Task instructions:
1. What questions does the author of the post on the Boltzmann factor ask? List every one of them.
2. In the post on the Boltzmann factor, which example and page of Concepts in Thermal Physics is the author studying?
3. Do these statements agree with the post on the Boltzmann factor? Answer yes or no for each, and quote the words of the post that decide it.
(a) To simplify the calculations, the author assumed continuous energy levels.
(b) The example concerns an isothermal atmosphere.
(c) The author writes the partition function as the sum of a kinetic part and a potential part.

Page excerpt:
#####

# Why kinetic energy is omitted from the Boltzmann factor?

I am studying an example of application of Boltzmann's distribution Concepts in Thermal Physics (specifically the example 4.4 p.43). It is stated that given an isothermal atmosphere, the probability of finding a particle at height $$z$$ is given by:

$$P(z) \propto \exp\left({\frac{-mgz}{kT}}\right)$$

What I can't understand is why the kinetic energy is omitted if the Boltzmann distribution is generally given as:

$$P(E) = \frac{1}{Z} \exp\left({\frac{-E}{kT}}\right)$$

where $$E = K + V$$. I tried to justify the first equation by trying to derive the marginal distribution $$P(z)$$. Here is what I did:

$$P(E) = \frac{1}{Z} \exp\left({\frac{-E}{kT}}\right)= \frac{1}{Z} \exp\left({\frac{-K}{kT}}\right) \cdot \exp\left({\frac{-V}{kT}}\right)$$

In order to simplify the calculations I assumed discrete energy levels for both kinetic and potential energy. Therefore, the marginal distribution $$P(z)$$ or $$P(V)$$ is given by:

$$\sum_i \frac{1}{Z}\exp\left({\frac{-V}{kT}}\right) \exp\left({\frac{-K_i}{kT}}\right)$$

Because any possible combination of $$V_j$$ and $$K_i$$ is possible the partition function can be written as:

$$Z = Z_K \cdot Z_V$$

therefore the above sum reduces to:

$$P(z) =\frac{1}{Z_V} \exp\left({\frac{-mgz}{kT}}\right)$$

Is my reasoning correct? What if the energy levels weren't discrete?

#####

Entries supplied:
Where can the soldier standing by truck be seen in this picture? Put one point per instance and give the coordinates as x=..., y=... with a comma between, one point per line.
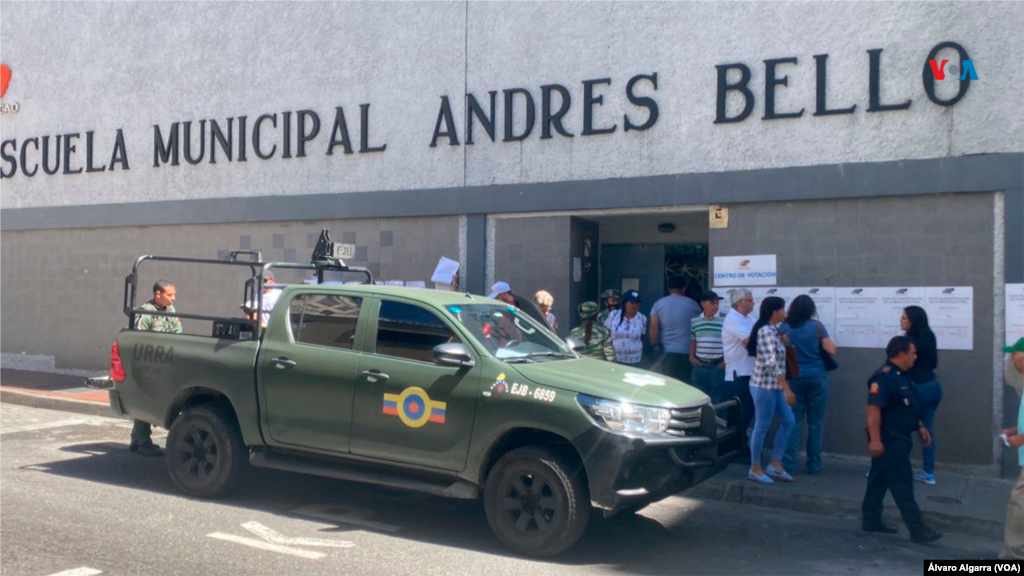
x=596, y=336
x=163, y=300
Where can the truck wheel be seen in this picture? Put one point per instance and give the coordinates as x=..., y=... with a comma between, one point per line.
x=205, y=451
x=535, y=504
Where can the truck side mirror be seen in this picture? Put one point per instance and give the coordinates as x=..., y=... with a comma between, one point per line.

#####

Answers to the problems:
1.
- Why kinetic energy is omitted from the Boltzmann factor?
- Is my reasoning correct?
- What if the energy levels weren't discrete?

2. Example 4.4 on page 43.

3.
(a) No: "I assumed discrete energy levels for both kinetic and potential energy."
(b) Yes: "given an isothermal atmosphere"
(c) No: "$$Z = Z_K \cdot Z_V$$"